• [Exercise]:
From the line that contains "Target: gold decorative object" through the line that contains "Target: man's forehead", output every line of the listing below exactly and leave out all the rest.

··· Data ···

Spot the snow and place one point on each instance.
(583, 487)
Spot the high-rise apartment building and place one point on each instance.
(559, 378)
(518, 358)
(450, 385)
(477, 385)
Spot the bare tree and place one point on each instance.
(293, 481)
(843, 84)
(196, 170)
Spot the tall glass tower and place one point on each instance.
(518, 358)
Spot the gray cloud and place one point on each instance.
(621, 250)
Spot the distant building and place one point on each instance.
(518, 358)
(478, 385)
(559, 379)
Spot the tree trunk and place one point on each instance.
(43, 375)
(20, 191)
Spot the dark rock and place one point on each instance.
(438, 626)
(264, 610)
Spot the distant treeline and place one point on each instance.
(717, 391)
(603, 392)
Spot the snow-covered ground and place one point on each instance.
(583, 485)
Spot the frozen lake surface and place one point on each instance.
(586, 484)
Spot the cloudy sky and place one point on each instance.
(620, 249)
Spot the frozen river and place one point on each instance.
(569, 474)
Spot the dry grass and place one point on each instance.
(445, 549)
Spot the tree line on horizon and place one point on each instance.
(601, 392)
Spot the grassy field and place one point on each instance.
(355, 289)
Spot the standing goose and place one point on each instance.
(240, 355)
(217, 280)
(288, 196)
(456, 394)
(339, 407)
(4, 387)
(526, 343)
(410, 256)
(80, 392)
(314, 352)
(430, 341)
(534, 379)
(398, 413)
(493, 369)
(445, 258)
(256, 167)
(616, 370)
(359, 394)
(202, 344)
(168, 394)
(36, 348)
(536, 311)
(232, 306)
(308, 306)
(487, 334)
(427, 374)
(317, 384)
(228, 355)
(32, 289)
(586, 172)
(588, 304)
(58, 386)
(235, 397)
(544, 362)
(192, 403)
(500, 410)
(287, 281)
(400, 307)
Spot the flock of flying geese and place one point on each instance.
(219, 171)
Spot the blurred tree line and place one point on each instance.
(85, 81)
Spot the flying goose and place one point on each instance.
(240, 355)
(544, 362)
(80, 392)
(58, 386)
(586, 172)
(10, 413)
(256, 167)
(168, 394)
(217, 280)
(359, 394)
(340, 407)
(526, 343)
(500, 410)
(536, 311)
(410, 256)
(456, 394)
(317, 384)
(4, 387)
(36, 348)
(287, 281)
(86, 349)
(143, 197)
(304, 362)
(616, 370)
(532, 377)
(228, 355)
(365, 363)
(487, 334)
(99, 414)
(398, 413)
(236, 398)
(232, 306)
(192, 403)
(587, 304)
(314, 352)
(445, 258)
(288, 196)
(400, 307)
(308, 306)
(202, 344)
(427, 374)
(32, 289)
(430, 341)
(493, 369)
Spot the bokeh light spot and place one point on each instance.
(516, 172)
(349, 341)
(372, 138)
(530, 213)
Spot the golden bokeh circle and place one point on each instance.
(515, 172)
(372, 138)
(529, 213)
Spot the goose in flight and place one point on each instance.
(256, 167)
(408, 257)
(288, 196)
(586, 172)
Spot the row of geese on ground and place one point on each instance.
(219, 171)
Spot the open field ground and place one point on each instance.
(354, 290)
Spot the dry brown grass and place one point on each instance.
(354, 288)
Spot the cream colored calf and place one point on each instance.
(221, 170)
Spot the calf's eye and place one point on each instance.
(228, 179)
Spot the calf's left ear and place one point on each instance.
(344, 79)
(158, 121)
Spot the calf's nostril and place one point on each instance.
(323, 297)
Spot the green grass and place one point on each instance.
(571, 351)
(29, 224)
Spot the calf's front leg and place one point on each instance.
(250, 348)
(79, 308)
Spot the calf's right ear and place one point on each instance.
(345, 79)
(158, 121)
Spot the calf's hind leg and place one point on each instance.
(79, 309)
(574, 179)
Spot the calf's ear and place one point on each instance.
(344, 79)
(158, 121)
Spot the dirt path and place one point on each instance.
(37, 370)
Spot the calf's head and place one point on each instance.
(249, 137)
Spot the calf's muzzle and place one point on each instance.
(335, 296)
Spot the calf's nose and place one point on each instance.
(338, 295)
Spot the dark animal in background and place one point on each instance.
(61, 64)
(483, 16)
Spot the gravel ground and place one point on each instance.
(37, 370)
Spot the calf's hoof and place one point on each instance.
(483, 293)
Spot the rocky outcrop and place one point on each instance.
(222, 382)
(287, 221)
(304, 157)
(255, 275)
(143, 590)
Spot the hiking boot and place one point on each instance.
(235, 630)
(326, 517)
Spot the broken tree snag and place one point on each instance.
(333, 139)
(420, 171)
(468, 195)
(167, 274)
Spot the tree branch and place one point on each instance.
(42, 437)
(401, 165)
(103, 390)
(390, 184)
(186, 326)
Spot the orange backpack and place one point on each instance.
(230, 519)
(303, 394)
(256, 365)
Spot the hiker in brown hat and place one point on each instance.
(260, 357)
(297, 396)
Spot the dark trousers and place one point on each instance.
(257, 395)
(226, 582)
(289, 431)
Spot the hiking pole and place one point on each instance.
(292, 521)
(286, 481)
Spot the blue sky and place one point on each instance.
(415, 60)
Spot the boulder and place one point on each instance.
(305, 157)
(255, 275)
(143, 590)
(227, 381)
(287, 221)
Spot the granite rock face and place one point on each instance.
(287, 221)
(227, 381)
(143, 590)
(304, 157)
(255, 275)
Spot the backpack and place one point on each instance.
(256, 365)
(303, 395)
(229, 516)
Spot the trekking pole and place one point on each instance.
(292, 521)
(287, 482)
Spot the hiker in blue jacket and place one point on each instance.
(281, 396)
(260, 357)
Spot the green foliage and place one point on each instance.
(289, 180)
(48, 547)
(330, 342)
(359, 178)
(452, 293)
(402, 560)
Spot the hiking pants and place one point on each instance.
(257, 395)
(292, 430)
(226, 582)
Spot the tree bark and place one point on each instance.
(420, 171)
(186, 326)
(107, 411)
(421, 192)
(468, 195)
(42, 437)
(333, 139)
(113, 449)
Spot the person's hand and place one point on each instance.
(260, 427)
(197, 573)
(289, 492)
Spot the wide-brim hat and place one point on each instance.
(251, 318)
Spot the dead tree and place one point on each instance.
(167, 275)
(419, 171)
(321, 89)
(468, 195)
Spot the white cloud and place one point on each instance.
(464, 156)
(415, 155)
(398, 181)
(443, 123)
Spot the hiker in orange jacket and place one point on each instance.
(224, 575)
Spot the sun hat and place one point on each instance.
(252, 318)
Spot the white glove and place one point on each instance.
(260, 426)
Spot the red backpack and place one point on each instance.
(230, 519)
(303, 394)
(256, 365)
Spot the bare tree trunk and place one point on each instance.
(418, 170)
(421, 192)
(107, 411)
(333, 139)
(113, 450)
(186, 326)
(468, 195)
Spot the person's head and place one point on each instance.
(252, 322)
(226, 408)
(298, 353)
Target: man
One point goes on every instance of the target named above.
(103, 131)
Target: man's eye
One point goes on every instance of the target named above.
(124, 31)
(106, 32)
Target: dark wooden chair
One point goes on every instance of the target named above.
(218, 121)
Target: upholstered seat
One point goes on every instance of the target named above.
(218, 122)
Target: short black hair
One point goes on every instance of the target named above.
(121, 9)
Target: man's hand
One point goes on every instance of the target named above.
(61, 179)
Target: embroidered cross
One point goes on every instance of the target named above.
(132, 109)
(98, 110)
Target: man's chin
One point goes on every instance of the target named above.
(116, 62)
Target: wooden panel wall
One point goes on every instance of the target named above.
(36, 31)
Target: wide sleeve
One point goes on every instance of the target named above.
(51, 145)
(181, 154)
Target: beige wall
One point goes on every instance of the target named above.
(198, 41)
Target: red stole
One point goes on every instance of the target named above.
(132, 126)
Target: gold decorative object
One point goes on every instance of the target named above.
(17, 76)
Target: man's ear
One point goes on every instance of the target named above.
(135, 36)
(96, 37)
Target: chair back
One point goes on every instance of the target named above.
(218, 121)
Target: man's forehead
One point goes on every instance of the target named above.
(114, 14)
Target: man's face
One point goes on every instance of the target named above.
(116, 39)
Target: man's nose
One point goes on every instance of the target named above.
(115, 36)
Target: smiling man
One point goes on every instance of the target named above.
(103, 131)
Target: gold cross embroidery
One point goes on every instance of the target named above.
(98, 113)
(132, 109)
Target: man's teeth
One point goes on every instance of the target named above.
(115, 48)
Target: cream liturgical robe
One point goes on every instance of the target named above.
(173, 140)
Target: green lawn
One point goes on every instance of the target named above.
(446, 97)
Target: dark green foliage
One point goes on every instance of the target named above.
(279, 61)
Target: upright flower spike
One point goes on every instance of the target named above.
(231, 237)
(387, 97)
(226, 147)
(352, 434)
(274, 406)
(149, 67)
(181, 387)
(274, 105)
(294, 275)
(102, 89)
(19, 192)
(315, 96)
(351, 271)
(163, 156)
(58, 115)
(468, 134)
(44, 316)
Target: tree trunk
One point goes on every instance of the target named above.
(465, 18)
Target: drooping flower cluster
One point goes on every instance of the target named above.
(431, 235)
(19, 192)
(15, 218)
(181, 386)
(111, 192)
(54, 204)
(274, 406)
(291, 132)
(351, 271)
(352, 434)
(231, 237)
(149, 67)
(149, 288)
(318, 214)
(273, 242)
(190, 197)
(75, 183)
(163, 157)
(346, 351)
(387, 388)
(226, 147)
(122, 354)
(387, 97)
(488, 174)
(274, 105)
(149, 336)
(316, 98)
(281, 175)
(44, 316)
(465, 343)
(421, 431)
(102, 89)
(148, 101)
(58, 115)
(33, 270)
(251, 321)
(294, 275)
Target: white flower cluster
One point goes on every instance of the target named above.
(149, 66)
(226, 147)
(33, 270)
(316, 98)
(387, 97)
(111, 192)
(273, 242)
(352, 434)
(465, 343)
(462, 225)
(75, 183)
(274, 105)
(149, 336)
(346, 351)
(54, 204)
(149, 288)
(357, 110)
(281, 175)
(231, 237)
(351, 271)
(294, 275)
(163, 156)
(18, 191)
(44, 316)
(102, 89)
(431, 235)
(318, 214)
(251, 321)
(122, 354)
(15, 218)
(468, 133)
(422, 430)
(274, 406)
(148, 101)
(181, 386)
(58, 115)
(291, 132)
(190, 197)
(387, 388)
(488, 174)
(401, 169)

···

• [Written response]:
Target: gold decorative object
One point goes on every instance of the target named above.
(17, 76)
Target: man's ear
One point goes on every instance of the target named above.
(135, 36)
(96, 37)
Target: chair back
One point goes on every instance of the target named above.
(218, 121)
Target: man's forehead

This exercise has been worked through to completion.